§ **Serie di compiti**
1) Nel testo sull'inquinamento atmosferico, su quale rivista è stato pubblicato il nuovo studio?
2) Riscrivi in forma più breve il paragrafo del testo sull'inquinamento atmosferico che inizia con "L’inquinamento atmosferico è in grado", mantenendone i fatti principali.

L’inquinamento atmosferico è in grado di provocare mutazioni genetiche simili a quelle causate da fumo di sigaretta, aumentando così il rischio di sviluppare il cancro ai polmoni anche tra i non fumatori. Lo dimostra un nuovo studio pubblicato su Nature, frutto della collaborazione tra l’Università della California di San Diego e il National Cancer Institute (NCI) dei National Institutes of Health. Oltre all’inquinamento atmosferico anche alcune esposizioni ambientali specifiche, comprese quelle alle erbe medicinali, sarebbero tra i responsabili delle mutazioni genetiche individuate.

§ **Voci del dataset**

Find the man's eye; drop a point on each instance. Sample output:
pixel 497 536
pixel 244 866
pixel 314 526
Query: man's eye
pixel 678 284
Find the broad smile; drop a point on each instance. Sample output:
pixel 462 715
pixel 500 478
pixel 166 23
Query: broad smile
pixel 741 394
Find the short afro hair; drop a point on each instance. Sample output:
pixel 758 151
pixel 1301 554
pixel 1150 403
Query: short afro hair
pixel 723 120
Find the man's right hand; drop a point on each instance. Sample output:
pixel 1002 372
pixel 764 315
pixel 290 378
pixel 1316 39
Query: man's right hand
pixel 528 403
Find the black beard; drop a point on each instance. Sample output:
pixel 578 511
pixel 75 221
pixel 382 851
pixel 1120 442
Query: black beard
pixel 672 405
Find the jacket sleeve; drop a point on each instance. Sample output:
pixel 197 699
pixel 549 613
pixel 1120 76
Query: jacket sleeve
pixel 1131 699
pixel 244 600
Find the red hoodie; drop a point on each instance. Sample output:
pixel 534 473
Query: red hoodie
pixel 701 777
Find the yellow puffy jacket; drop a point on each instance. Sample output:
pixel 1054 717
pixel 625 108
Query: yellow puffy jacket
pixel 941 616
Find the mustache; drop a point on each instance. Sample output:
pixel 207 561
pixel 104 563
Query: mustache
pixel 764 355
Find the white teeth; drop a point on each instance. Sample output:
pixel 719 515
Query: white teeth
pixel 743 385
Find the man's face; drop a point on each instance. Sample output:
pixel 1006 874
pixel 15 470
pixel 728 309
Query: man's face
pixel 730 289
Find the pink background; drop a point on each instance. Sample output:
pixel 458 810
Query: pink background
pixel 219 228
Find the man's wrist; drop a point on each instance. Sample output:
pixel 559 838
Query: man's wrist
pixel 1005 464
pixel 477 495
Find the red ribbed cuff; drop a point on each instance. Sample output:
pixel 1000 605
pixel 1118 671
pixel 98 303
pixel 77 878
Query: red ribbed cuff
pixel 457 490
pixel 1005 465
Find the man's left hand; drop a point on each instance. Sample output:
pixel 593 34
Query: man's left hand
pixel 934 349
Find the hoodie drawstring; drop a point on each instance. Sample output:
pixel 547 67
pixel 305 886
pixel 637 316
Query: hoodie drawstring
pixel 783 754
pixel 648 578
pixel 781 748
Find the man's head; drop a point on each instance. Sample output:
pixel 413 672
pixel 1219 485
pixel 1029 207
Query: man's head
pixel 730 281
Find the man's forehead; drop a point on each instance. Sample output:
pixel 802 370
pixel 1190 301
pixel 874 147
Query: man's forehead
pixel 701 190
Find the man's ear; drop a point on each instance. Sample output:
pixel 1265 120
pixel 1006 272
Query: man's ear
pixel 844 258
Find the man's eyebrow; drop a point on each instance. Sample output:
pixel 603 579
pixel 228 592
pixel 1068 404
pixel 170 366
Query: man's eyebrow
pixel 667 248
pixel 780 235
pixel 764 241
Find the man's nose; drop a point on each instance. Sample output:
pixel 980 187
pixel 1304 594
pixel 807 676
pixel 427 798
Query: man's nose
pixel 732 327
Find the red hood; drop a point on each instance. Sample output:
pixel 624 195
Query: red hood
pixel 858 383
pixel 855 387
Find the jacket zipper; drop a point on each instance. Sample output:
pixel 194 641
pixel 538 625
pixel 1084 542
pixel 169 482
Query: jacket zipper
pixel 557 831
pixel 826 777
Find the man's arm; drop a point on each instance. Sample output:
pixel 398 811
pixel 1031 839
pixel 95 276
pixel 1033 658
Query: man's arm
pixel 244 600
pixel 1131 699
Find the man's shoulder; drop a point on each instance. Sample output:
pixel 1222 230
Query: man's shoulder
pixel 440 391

§ **Risultati per compito**
1) Su Nature.

2) Un nuovo studio pubblicato su Nature, condotto dall’Università della California di San Diego e dal National Cancer Institute (NCI) dei National Institutes of Health, dimostra che l’inquinamento atmosferico può provocare mutazioni genetiche simili a quelle del fumo di sigaretta. Queste mutazioni aumentano il rischio di cancro ai polmoni anche nei non fumatori. Tra i responsabili figurerebbero anche alcune esposizioni ambientali specifiche, tra cui quelle alle erbe medicinali.